■ Task prompt ■
Copy exactly the lines from the one containing "Would you mind pinning the horse's mane" through the last line of the records, both included, and nothing more.

■ Records to process ■

────

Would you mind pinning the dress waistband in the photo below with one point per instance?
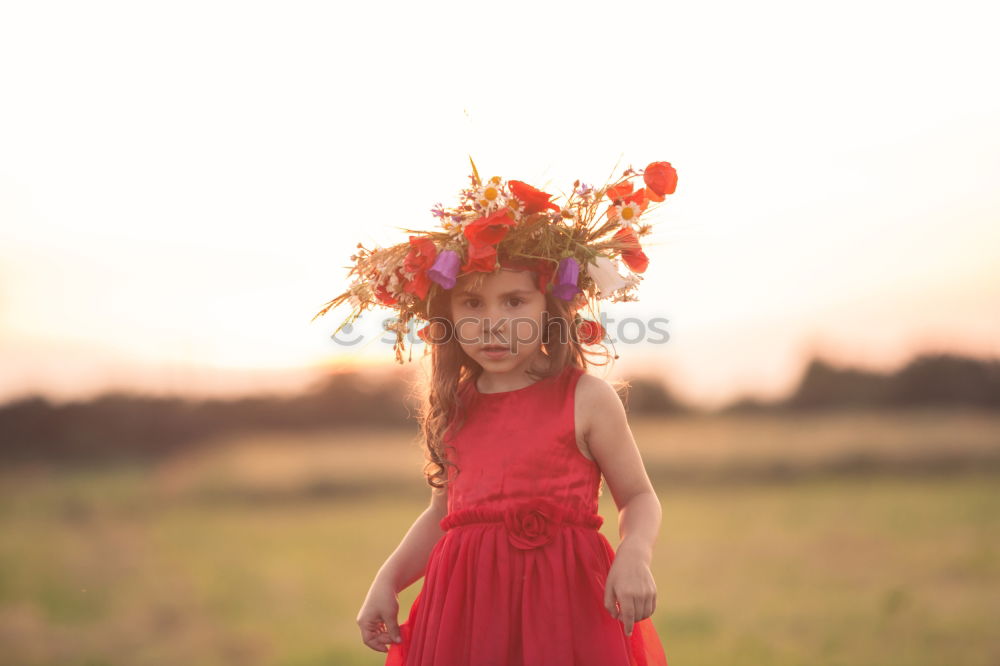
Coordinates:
(530, 515)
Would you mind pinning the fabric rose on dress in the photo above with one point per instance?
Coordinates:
(532, 524)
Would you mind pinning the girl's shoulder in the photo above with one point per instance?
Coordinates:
(596, 395)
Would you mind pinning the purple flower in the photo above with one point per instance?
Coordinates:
(445, 268)
(567, 275)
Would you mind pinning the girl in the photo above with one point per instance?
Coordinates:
(515, 569)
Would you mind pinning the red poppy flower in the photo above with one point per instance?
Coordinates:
(481, 258)
(419, 285)
(418, 260)
(421, 255)
(532, 524)
(632, 253)
(489, 230)
(660, 179)
(638, 197)
(590, 332)
(382, 292)
(534, 199)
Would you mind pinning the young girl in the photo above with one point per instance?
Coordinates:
(515, 568)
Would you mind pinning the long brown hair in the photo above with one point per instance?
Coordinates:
(452, 370)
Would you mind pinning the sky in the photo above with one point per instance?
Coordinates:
(182, 184)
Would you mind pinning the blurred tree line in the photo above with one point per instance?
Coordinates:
(125, 426)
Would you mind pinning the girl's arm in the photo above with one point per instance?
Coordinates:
(378, 617)
(608, 436)
(407, 563)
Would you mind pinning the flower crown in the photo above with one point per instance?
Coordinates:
(571, 248)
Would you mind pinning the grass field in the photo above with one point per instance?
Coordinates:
(877, 542)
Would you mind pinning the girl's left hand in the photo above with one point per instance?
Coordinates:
(630, 584)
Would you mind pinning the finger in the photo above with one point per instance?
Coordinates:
(647, 608)
(393, 628)
(628, 612)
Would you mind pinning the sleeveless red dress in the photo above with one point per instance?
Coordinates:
(518, 578)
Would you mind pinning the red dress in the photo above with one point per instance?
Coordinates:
(518, 578)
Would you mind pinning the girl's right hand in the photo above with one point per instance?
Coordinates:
(377, 618)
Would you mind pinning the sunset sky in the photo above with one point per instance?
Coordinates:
(182, 184)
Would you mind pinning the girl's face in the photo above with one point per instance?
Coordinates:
(499, 325)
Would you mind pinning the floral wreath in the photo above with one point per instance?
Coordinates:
(573, 248)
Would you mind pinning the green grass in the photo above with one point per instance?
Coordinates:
(130, 566)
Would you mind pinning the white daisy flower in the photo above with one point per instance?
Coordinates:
(628, 214)
(490, 195)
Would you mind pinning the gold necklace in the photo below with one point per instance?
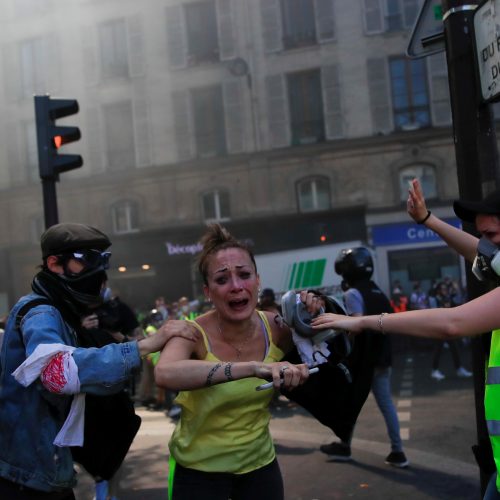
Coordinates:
(238, 348)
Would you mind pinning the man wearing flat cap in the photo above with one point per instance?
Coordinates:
(44, 374)
(484, 255)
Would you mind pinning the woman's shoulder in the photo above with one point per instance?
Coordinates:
(280, 333)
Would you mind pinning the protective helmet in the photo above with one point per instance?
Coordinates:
(354, 264)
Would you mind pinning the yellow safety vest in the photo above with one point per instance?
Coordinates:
(492, 399)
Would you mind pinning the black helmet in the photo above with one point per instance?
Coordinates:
(354, 264)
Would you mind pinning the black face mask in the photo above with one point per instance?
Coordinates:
(486, 265)
(85, 287)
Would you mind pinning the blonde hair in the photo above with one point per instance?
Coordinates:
(218, 238)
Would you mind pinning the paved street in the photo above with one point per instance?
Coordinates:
(437, 425)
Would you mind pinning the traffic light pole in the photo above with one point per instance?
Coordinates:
(50, 137)
(50, 202)
(477, 163)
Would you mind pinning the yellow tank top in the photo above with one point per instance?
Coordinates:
(225, 428)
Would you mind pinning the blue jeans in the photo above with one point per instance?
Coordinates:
(381, 388)
(491, 492)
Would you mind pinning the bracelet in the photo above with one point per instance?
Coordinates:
(381, 324)
(211, 374)
(227, 372)
(423, 221)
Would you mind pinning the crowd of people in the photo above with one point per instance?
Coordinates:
(442, 293)
(75, 360)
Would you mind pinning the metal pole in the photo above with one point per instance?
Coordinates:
(476, 159)
(50, 202)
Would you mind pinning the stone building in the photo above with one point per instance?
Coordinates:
(296, 123)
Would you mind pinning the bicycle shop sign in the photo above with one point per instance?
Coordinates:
(487, 41)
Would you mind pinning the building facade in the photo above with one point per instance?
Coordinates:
(295, 123)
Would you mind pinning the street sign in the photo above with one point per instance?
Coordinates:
(427, 36)
(487, 38)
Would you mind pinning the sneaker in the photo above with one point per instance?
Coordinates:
(462, 372)
(337, 451)
(101, 490)
(437, 375)
(397, 459)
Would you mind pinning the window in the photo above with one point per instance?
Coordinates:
(299, 25)
(201, 28)
(124, 217)
(216, 206)
(401, 14)
(33, 67)
(425, 174)
(208, 118)
(113, 45)
(119, 127)
(410, 96)
(306, 107)
(389, 15)
(313, 194)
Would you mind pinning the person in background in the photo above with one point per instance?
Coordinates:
(267, 301)
(418, 298)
(472, 318)
(44, 373)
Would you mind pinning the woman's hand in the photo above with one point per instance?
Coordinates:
(91, 321)
(312, 301)
(325, 321)
(171, 329)
(415, 206)
(283, 375)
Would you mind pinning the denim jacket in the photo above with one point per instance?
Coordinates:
(31, 417)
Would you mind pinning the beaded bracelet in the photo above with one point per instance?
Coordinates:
(381, 324)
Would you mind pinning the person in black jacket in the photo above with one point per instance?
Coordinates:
(362, 296)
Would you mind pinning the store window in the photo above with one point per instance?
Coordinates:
(216, 206)
(426, 174)
(313, 194)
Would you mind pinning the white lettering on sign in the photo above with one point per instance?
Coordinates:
(487, 34)
(419, 233)
(175, 249)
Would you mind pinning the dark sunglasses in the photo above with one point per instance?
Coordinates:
(91, 258)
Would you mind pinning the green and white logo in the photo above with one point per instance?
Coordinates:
(305, 274)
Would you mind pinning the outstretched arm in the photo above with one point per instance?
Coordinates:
(473, 318)
(464, 243)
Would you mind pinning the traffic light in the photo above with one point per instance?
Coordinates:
(50, 137)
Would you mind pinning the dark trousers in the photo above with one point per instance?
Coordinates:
(14, 491)
(265, 483)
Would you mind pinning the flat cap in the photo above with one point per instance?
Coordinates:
(67, 237)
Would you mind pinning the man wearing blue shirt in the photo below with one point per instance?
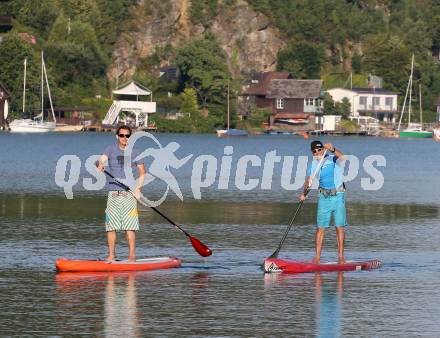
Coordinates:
(331, 196)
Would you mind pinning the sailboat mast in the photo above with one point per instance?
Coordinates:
(42, 89)
(410, 91)
(48, 91)
(406, 94)
(24, 85)
(228, 105)
(420, 105)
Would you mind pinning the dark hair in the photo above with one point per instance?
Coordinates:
(316, 145)
(123, 127)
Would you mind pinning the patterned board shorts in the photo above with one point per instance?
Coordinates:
(331, 205)
(121, 213)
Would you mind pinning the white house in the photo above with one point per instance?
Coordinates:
(378, 103)
(138, 111)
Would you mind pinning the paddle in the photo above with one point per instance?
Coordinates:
(276, 252)
(201, 248)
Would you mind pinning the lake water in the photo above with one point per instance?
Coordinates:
(225, 295)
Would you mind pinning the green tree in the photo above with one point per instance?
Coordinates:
(38, 15)
(75, 56)
(388, 57)
(189, 101)
(301, 59)
(202, 66)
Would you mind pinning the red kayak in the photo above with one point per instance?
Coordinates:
(146, 264)
(280, 265)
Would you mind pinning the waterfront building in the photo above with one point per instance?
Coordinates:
(128, 108)
(293, 104)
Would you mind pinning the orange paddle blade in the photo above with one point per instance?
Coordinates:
(201, 248)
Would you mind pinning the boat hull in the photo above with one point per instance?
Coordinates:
(233, 133)
(154, 263)
(415, 134)
(272, 265)
(29, 126)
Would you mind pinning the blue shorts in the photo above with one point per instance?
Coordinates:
(331, 205)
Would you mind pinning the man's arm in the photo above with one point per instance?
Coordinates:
(101, 162)
(331, 148)
(305, 188)
(140, 180)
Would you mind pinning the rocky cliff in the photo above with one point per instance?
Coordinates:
(248, 39)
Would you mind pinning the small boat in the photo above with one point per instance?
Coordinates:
(436, 134)
(153, 263)
(279, 265)
(234, 133)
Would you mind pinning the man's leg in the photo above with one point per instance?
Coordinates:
(340, 235)
(111, 242)
(131, 237)
(340, 223)
(324, 214)
(319, 238)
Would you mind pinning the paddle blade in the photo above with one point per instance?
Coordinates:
(201, 248)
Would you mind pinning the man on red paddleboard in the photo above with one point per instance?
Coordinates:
(121, 213)
(331, 196)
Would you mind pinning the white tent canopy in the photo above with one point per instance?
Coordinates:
(133, 88)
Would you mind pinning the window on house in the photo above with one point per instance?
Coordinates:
(389, 101)
(280, 103)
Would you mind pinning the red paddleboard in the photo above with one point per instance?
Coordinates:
(280, 265)
(146, 264)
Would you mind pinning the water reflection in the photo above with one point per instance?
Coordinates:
(328, 300)
(115, 291)
(323, 291)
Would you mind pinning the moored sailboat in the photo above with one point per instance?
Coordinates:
(414, 130)
(230, 132)
(37, 124)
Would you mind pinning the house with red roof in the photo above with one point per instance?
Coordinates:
(294, 104)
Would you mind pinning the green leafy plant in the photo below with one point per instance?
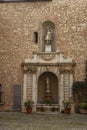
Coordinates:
(29, 103)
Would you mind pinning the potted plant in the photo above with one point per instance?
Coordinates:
(83, 107)
(28, 105)
(67, 107)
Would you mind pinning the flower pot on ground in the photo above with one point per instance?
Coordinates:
(28, 105)
(67, 107)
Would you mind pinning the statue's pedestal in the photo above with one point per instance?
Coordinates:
(48, 48)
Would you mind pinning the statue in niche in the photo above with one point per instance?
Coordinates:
(47, 84)
(48, 37)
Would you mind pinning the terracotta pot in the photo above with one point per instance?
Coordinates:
(67, 110)
(29, 110)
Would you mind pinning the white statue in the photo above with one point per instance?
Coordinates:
(48, 37)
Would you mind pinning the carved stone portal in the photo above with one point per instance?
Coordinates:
(45, 73)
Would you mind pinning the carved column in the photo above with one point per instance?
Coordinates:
(34, 92)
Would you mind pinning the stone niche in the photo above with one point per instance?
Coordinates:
(37, 69)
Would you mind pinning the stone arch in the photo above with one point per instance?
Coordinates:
(42, 87)
(51, 25)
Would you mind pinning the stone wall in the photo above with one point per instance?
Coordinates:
(19, 21)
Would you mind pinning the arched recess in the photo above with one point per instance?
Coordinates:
(51, 25)
(42, 87)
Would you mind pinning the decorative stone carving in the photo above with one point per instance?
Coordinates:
(27, 68)
(48, 37)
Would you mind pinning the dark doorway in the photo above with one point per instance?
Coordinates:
(17, 97)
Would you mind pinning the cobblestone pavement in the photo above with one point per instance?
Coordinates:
(22, 121)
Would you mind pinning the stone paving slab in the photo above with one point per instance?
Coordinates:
(22, 121)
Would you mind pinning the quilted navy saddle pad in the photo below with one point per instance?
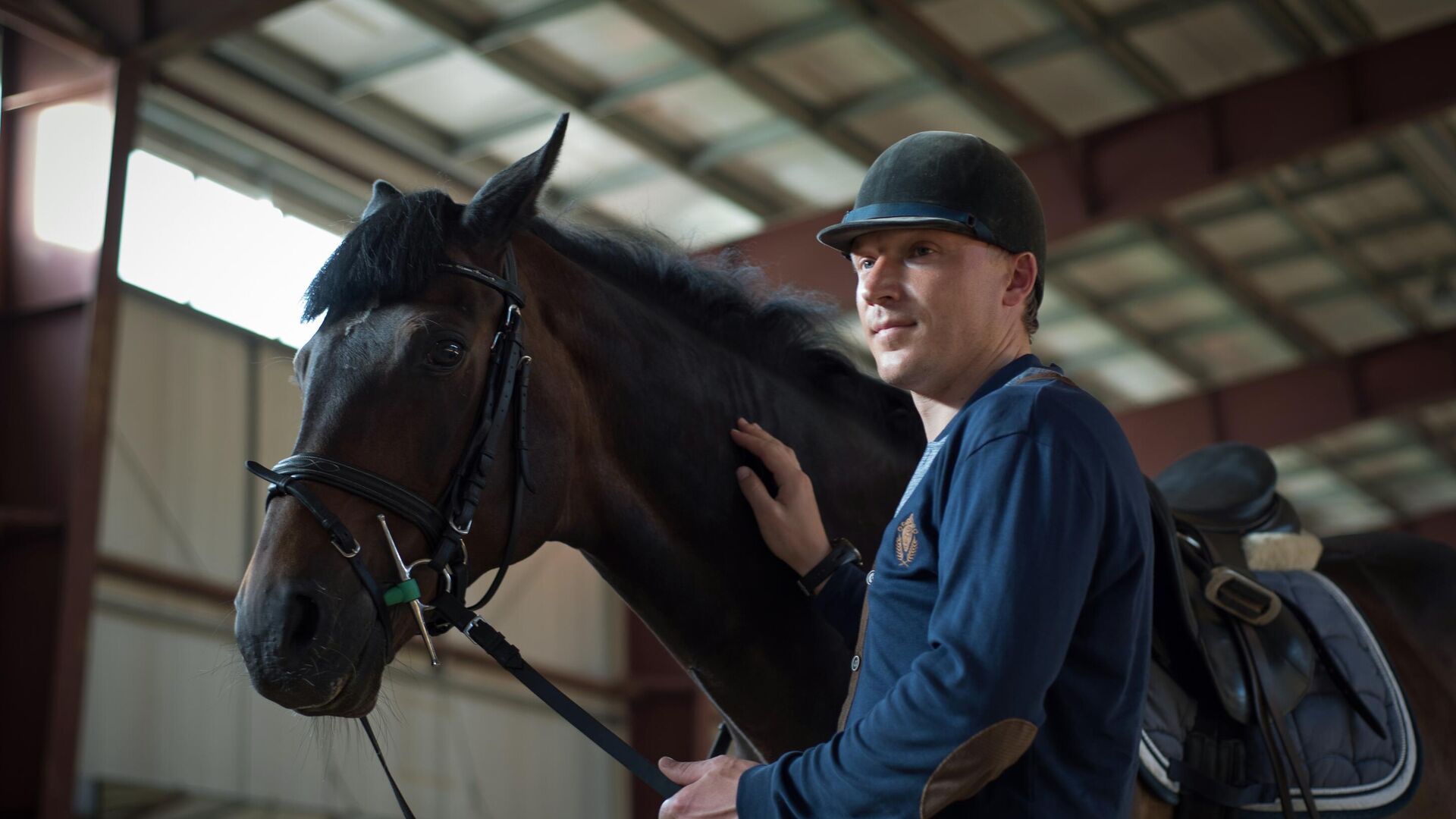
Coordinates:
(1354, 771)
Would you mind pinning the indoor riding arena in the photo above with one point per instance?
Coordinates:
(239, 576)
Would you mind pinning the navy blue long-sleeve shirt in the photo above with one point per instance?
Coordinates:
(1008, 610)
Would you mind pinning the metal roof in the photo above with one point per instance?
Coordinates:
(711, 121)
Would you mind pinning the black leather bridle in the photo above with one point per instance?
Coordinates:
(446, 523)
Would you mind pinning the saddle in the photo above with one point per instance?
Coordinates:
(1237, 649)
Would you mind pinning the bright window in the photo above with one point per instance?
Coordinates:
(223, 253)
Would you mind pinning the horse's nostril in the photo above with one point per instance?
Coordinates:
(303, 621)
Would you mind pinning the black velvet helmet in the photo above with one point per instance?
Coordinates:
(946, 181)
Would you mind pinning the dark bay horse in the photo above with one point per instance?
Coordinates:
(642, 360)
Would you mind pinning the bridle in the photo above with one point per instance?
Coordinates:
(446, 523)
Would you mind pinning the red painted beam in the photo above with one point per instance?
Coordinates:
(1138, 167)
(1298, 404)
(57, 341)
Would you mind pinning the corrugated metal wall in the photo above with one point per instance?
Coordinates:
(168, 703)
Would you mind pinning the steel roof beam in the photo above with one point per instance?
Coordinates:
(1079, 34)
(1232, 280)
(743, 74)
(1139, 167)
(1131, 334)
(780, 130)
(495, 34)
(1298, 404)
(962, 74)
(762, 203)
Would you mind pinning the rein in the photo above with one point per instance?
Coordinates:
(447, 522)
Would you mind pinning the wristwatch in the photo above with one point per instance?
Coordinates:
(840, 553)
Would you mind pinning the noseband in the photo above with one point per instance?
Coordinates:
(447, 522)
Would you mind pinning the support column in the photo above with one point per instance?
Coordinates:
(57, 337)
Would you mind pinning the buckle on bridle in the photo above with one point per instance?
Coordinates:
(335, 541)
(1241, 596)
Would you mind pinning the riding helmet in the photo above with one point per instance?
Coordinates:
(946, 181)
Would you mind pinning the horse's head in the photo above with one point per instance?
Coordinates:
(400, 382)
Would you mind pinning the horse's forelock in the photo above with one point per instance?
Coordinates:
(386, 257)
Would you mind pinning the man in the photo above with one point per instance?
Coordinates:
(1002, 649)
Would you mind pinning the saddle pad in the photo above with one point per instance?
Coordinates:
(1353, 771)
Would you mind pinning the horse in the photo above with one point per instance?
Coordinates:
(644, 357)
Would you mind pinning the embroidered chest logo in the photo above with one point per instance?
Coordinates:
(906, 542)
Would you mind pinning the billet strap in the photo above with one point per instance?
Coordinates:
(1285, 749)
(510, 657)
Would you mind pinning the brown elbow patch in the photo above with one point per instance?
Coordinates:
(976, 763)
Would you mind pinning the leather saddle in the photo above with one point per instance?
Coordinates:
(1203, 506)
(1241, 651)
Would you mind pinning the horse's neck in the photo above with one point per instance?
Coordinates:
(673, 535)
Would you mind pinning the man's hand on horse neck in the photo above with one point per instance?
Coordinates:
(710, 787)
(789, 522)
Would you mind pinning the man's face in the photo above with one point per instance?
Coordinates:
(934, 305)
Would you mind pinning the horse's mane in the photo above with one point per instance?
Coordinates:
(392, 256)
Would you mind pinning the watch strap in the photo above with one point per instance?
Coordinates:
(840, 553)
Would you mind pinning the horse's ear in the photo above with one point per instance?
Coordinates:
(511, 194)
(384, 194)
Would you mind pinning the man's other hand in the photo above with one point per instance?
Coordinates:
(710, 787)
(789, 522)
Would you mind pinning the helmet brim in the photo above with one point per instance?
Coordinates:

────

■ Solution to this task ■
Would you mind pinning the horse's mane in the photo above with one point per instance?
Coordinates:
(392, 256)
Would you mind pinning the watch strap in the photo above with one point per instance?
Coordinates:
(840, 553)
Would you mind pinning the horse's ear in the photo above with one point per instance?
Coordinates:
(511, 194)
(384, 194)
Would you mind pinning the man's other hand in the photo above with one point per instance?
Coordinates:
(710, 787)
(789, 522)
Would you mind pinning the helmet brim in the photo above with one point per instance?
Coordinates:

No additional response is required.